_GIVEN DATA:_
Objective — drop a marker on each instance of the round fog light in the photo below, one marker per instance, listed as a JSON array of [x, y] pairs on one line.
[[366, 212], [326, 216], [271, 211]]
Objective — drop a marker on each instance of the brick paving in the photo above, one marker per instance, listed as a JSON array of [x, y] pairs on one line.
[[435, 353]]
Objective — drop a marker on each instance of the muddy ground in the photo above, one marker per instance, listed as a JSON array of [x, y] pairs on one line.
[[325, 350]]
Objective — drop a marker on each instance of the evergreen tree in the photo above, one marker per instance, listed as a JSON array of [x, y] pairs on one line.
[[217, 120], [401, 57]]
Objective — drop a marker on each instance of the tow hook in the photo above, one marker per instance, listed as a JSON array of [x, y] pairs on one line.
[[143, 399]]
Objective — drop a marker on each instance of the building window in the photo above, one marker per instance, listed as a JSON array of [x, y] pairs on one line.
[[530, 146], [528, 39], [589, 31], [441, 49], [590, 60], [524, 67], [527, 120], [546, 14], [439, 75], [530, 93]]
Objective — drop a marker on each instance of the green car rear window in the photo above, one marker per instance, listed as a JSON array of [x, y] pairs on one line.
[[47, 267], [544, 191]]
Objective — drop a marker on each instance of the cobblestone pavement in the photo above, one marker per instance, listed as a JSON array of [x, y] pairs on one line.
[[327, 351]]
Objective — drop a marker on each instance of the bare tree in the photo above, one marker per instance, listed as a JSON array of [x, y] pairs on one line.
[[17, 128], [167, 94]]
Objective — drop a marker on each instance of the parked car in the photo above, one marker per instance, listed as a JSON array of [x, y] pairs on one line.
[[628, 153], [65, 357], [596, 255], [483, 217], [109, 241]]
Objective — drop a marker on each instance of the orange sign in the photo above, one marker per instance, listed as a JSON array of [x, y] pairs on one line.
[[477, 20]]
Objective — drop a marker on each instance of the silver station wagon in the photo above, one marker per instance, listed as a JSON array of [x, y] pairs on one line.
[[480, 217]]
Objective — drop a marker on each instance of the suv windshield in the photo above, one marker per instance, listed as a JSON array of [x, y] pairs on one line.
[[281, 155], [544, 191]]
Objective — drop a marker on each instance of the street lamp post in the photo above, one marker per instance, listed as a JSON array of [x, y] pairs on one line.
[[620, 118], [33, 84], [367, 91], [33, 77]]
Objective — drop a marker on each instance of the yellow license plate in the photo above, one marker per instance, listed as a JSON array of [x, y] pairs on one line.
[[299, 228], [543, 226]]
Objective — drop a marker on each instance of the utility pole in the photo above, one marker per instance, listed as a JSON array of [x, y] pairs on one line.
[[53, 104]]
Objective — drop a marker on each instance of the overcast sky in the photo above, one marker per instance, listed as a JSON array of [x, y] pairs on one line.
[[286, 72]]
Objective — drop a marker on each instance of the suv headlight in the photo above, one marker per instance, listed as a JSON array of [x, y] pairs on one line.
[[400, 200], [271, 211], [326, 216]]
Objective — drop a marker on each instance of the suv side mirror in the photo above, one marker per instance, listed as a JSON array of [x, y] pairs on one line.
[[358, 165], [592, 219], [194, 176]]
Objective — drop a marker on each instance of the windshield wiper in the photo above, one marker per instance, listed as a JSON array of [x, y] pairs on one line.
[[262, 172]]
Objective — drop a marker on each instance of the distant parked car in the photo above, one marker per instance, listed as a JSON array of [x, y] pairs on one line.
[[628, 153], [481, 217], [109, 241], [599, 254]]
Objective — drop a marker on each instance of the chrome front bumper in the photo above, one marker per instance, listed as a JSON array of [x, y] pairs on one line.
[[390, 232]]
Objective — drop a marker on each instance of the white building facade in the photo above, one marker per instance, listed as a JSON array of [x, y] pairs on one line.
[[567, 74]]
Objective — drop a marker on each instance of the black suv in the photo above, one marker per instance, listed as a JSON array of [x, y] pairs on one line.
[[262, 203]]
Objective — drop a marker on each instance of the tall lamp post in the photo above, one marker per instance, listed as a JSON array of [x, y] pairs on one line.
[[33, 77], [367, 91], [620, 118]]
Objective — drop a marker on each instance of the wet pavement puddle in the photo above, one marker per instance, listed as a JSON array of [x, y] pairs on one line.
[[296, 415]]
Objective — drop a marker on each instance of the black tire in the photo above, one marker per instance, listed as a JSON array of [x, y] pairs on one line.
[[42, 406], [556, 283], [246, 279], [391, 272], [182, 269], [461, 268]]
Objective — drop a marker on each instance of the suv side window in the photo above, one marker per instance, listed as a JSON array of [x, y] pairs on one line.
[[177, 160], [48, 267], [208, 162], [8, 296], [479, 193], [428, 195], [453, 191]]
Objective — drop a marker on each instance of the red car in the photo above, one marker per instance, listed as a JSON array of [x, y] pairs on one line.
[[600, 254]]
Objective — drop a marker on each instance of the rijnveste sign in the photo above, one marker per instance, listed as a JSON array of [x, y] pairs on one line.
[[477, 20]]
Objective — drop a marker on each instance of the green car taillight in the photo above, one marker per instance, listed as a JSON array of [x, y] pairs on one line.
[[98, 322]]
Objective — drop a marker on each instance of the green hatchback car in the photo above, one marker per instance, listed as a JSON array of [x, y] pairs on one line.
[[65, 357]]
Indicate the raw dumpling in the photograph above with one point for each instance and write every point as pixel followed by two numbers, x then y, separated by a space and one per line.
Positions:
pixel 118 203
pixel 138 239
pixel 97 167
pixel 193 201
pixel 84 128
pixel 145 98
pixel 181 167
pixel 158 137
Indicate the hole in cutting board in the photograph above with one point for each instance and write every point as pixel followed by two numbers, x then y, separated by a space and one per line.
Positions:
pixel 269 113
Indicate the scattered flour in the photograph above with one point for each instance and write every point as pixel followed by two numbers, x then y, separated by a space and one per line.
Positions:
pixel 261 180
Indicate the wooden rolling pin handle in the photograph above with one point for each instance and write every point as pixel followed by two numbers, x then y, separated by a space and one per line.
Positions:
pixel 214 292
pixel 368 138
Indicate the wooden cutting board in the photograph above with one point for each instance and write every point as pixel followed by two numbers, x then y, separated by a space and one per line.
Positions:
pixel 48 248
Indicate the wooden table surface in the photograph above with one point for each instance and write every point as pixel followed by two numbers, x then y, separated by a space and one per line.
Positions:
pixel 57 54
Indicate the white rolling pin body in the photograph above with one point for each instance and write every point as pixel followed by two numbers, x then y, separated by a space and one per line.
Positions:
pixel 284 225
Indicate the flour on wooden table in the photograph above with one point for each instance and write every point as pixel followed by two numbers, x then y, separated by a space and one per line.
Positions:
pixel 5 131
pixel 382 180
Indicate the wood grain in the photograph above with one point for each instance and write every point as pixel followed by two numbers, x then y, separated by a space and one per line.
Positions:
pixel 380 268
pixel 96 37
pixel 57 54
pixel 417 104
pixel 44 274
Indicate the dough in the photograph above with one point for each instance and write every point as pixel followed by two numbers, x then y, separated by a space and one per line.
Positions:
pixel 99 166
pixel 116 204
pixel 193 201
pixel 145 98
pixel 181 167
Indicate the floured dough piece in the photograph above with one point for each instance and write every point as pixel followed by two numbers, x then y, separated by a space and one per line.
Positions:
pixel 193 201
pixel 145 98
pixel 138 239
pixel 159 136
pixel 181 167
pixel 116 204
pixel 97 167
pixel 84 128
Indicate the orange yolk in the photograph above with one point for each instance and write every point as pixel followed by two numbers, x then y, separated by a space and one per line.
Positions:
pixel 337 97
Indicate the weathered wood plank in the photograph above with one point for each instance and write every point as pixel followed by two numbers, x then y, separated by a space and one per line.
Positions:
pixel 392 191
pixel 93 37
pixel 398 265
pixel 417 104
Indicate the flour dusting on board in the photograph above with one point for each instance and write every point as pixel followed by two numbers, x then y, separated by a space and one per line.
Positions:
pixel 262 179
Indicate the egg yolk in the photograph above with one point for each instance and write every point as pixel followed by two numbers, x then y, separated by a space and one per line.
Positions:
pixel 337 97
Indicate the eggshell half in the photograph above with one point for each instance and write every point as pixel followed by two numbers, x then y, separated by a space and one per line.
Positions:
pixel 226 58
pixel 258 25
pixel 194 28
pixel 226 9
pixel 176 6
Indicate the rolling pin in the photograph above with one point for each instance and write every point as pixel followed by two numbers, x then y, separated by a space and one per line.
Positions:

_GIVEN TASK:_ Give as a numbered list, skipping blank lines, the lines of the material starting at the one containing "Indicate the flour on" and ending at the one containing "pixel 382 180", both included.

_EXERCISE RESPONSE:_
1. Indicate the flour on wooden table in the photograph above with one point for each instance and write every point as pixel followed by two numbers, x then y, separated by a space and one per line.
2. Positions:
3. pixel 5 131
4. pixel 382 180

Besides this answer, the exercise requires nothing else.